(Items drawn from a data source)
******************************
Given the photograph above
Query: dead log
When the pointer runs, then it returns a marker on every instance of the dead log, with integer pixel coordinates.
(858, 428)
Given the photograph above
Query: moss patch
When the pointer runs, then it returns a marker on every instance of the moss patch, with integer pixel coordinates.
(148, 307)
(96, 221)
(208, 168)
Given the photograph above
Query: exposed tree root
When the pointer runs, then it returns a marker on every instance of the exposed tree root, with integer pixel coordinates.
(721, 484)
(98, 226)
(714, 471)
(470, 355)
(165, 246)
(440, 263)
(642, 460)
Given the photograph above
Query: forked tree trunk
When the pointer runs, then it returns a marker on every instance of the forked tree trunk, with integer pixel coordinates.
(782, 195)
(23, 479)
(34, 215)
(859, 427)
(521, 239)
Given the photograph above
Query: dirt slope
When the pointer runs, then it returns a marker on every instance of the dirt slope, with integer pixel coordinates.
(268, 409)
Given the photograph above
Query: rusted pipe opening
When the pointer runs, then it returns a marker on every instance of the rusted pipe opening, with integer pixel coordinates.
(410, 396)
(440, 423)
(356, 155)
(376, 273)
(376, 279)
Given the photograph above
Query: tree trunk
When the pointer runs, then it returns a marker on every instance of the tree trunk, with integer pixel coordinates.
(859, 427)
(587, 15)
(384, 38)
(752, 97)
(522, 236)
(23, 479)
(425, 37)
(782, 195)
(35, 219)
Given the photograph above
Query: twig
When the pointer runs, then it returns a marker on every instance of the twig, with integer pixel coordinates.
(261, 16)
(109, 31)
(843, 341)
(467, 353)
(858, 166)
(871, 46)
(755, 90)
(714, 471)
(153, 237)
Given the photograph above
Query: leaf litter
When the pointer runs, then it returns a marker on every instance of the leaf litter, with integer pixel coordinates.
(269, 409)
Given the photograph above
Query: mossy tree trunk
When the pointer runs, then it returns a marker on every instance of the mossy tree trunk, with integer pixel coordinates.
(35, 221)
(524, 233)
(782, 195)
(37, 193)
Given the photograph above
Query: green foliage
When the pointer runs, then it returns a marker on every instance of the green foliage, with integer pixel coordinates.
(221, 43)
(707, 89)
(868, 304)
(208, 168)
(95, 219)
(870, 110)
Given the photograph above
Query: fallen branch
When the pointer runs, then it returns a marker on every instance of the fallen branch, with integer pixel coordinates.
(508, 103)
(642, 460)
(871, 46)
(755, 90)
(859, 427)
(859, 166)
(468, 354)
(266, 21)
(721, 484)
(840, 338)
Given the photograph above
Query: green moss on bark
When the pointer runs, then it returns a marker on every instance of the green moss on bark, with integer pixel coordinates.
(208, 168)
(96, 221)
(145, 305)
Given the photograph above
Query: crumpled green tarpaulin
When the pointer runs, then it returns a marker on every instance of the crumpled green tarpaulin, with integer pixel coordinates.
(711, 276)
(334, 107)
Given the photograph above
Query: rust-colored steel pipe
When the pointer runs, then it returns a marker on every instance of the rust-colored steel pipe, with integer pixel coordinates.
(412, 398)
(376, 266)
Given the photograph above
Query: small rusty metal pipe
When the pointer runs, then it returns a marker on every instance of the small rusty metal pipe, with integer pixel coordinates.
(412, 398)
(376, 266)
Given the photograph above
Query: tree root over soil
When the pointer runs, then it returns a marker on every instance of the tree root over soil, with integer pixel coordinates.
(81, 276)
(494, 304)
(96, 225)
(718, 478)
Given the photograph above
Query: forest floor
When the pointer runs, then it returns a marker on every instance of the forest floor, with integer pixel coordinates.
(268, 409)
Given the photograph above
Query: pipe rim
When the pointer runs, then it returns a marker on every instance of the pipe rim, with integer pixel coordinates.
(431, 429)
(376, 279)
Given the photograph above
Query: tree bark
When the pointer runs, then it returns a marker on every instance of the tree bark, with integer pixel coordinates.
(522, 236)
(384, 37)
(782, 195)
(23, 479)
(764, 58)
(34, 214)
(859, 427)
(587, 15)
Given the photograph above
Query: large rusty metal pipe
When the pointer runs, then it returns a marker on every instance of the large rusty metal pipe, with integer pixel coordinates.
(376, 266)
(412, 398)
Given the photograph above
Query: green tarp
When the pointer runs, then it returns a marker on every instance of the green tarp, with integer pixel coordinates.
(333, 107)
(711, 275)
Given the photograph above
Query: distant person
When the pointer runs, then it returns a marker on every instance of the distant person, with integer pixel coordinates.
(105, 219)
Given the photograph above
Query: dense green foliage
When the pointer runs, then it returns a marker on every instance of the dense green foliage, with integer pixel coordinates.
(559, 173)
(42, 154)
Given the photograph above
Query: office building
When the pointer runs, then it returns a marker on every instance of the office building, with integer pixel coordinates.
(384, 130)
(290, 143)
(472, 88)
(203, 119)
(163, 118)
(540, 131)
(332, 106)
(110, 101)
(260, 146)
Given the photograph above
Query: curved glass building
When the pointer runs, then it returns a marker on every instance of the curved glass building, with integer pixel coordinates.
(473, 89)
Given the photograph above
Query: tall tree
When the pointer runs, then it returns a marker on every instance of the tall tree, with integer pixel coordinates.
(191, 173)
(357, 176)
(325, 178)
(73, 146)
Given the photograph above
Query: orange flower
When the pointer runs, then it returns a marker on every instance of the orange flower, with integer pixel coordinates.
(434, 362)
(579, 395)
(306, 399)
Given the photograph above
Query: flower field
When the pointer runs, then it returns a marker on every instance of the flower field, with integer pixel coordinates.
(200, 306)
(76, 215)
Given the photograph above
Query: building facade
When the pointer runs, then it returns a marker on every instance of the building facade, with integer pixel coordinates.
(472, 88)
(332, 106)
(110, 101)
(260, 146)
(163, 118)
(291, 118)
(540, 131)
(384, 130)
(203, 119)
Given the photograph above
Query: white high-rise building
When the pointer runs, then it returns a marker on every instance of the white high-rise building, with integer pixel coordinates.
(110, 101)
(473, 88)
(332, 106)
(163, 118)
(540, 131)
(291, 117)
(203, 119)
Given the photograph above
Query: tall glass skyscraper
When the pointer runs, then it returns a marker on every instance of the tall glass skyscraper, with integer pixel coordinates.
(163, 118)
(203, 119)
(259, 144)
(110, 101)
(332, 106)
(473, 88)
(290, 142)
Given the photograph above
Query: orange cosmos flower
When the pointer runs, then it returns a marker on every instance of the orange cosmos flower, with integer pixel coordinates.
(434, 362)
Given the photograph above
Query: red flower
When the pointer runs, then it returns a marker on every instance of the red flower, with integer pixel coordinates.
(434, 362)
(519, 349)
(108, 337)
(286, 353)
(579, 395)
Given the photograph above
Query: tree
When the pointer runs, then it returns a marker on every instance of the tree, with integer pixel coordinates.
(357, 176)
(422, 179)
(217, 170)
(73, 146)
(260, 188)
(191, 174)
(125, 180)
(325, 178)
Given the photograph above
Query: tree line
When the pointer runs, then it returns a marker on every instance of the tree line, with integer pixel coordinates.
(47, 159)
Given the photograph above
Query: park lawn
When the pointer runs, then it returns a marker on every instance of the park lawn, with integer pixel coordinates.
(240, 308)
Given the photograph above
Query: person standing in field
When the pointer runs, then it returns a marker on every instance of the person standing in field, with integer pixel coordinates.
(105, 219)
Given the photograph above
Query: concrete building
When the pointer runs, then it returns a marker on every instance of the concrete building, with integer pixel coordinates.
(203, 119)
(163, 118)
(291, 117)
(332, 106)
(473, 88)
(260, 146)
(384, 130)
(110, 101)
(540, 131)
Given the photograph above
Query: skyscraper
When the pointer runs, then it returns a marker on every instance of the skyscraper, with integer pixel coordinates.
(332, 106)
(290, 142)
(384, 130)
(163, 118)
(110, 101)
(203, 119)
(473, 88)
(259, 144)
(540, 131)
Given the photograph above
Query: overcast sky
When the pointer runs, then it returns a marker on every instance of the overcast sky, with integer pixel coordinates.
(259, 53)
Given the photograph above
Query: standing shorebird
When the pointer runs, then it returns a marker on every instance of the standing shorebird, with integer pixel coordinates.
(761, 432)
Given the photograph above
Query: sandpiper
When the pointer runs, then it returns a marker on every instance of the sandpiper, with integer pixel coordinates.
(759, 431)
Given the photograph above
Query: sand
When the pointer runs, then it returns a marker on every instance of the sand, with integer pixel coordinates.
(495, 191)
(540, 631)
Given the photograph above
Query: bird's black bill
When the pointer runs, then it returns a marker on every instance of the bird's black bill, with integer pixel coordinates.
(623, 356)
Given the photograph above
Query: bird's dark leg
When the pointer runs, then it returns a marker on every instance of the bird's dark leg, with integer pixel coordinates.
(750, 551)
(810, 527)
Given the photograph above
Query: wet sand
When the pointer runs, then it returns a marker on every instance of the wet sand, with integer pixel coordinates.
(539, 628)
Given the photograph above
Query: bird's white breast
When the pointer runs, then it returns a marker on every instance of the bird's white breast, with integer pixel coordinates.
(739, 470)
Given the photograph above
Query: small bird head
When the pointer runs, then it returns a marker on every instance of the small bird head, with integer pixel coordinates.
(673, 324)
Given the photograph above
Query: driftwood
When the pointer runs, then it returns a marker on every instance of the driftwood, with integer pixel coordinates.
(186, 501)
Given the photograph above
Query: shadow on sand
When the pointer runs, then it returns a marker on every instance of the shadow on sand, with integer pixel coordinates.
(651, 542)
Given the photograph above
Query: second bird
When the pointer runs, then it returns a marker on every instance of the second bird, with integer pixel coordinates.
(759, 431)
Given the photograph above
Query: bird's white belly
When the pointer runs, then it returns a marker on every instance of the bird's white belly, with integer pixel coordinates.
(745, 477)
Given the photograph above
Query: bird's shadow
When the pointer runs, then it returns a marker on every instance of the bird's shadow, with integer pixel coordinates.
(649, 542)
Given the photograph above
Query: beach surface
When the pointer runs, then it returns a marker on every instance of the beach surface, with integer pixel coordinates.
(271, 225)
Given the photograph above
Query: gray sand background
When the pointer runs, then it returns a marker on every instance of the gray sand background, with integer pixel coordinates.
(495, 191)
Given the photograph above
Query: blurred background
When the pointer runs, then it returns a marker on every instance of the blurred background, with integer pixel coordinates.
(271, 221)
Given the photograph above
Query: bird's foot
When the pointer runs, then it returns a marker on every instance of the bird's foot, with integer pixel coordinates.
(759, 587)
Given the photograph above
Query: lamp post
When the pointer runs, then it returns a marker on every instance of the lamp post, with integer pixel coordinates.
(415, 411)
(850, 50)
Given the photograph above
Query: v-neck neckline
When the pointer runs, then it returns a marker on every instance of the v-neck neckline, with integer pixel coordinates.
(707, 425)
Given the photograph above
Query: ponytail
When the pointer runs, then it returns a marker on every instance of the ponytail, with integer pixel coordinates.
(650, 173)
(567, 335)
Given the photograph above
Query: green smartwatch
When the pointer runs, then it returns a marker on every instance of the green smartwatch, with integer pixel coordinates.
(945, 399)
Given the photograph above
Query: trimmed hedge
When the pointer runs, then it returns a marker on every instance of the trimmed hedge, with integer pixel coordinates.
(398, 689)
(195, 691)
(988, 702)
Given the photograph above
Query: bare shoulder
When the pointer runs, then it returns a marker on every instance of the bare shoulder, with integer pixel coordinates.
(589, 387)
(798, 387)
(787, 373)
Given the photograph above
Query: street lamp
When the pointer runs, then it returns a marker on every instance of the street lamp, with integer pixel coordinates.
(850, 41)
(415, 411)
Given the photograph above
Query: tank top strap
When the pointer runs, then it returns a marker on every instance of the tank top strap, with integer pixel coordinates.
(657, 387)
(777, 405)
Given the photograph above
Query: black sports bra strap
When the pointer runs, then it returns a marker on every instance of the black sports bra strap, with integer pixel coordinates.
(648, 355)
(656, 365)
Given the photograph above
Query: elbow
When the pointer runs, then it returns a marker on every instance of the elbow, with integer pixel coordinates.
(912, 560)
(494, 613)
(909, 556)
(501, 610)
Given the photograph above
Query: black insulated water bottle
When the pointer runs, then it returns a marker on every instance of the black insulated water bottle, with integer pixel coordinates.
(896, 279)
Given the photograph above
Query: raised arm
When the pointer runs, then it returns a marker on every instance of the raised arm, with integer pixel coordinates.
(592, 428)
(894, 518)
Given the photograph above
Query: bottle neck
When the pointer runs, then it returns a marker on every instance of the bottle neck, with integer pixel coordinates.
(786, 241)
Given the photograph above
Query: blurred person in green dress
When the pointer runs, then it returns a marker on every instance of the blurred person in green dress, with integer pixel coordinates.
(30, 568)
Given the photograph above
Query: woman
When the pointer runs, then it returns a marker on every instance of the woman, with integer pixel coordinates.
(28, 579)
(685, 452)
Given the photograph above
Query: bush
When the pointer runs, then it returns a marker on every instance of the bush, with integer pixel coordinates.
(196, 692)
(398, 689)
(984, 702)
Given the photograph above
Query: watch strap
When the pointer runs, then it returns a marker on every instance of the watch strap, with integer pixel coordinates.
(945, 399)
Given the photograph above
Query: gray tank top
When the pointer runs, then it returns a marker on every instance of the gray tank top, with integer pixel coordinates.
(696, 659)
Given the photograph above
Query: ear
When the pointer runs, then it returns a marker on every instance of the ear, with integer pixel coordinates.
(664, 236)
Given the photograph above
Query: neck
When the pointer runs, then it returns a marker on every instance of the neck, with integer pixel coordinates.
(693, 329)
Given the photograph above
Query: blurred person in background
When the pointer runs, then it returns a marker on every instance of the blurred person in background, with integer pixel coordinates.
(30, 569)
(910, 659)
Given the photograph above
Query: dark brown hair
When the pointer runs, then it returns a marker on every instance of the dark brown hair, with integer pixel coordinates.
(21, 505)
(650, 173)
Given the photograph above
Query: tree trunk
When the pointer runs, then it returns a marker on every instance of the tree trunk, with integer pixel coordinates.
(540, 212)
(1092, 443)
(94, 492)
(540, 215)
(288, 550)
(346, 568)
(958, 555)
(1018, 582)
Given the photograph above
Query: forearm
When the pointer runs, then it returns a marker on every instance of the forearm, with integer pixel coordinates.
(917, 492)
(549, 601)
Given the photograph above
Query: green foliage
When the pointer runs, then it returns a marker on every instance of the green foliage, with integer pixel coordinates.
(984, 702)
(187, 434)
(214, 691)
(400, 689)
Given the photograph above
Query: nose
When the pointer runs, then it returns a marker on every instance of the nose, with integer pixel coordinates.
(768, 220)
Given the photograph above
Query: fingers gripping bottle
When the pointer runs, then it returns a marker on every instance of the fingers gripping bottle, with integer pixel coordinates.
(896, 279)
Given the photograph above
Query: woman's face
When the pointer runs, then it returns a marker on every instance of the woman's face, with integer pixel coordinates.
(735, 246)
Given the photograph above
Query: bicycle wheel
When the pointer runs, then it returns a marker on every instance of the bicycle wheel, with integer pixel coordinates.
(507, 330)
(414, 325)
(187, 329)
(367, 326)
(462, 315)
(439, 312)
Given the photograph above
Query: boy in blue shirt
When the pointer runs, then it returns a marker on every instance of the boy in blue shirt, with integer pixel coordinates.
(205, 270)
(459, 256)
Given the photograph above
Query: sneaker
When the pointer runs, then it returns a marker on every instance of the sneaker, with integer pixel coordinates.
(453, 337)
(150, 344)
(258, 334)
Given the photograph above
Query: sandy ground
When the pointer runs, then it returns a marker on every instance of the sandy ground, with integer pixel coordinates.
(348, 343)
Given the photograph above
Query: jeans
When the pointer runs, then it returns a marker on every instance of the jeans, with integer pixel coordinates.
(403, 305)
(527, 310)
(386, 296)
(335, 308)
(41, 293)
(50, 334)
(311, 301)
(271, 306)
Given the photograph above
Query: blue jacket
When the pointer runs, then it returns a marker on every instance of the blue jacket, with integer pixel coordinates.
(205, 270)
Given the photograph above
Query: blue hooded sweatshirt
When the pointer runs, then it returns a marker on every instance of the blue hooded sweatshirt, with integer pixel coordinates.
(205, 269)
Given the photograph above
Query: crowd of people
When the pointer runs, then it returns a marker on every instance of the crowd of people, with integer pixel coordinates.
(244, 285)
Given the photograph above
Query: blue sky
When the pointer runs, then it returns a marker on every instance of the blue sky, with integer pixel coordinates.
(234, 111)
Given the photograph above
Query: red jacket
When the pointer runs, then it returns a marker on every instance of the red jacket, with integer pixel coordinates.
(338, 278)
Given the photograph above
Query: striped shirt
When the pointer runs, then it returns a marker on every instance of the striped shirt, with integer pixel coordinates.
******************************
Pick out each line of the rows above that contains the word "water" and copy those lines.

*Solution for this exercise*
Query: black insulated water bottle
When the pointer runs, then it returns a marker on every instance of the black insulated water bottle, with integer pixel coordinates.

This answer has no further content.